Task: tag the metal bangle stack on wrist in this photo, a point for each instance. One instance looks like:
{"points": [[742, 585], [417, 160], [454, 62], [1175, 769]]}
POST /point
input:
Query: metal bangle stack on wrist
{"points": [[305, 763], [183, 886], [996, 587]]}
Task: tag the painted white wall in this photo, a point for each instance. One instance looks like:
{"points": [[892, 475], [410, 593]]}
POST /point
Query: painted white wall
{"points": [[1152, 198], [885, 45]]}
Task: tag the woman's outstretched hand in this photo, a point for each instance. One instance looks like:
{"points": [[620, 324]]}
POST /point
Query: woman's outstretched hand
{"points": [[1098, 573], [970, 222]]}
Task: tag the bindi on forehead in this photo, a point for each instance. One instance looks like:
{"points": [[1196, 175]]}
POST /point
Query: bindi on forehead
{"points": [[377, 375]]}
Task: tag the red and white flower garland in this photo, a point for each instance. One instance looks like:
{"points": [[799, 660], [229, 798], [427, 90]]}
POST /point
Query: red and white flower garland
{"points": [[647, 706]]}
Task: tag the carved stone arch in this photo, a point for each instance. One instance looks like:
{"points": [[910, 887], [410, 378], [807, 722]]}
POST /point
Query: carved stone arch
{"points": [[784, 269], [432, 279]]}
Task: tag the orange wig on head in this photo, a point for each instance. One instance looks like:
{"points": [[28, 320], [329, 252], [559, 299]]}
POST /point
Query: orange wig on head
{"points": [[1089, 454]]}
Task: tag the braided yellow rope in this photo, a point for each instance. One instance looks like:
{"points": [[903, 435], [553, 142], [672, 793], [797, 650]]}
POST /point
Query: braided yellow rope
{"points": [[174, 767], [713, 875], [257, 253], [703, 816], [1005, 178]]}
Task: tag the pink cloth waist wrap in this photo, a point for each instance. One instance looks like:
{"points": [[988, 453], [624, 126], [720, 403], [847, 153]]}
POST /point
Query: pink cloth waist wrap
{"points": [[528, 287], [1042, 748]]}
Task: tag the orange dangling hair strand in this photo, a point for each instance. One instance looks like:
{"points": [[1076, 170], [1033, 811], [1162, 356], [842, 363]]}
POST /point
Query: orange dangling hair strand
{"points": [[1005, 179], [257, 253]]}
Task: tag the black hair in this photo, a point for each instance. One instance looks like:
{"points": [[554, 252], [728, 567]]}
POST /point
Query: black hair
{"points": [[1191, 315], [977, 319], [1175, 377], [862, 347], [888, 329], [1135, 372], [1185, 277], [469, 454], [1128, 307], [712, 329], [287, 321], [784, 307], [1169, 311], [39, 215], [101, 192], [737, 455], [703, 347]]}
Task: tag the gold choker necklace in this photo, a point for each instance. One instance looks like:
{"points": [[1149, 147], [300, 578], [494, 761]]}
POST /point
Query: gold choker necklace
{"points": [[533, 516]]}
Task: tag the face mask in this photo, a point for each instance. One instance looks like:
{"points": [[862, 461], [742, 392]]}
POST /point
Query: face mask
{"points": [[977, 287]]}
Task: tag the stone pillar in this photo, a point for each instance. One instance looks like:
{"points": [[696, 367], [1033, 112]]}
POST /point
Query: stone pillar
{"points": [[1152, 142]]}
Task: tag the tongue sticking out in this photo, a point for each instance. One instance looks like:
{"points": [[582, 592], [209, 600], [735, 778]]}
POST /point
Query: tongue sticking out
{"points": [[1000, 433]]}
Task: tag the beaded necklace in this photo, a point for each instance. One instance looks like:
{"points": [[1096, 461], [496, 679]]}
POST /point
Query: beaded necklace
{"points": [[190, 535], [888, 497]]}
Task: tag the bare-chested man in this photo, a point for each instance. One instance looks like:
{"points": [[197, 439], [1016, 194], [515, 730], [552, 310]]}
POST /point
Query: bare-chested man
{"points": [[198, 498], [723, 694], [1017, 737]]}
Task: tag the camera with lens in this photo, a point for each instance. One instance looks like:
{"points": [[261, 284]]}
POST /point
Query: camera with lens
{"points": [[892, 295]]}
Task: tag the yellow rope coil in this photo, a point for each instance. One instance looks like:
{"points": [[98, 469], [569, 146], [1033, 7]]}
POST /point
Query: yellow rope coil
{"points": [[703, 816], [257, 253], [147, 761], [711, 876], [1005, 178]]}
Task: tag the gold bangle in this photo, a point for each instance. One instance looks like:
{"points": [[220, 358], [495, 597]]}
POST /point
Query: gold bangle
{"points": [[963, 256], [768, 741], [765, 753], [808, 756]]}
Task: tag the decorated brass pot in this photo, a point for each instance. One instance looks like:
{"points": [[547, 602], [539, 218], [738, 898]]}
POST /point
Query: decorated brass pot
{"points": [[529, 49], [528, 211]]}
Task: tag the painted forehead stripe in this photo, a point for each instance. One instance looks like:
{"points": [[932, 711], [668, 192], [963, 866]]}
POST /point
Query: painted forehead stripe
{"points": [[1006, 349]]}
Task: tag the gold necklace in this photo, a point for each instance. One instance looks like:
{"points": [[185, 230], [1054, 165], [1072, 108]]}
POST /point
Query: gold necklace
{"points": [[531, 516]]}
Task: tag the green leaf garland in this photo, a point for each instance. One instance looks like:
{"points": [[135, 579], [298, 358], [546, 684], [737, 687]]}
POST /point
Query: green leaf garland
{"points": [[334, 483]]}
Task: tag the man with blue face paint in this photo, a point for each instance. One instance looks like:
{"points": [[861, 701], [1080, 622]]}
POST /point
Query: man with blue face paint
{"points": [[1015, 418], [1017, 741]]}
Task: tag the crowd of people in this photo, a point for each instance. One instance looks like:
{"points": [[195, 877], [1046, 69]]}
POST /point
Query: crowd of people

________________

▶ Problem details: Which of the lines in the data contain the string "crowd"? Return each one.

▶ Reply to the exercise:
Task: tag the crowd of people in this photo, a point for each instance. One instance looks like:
Query: crowd of people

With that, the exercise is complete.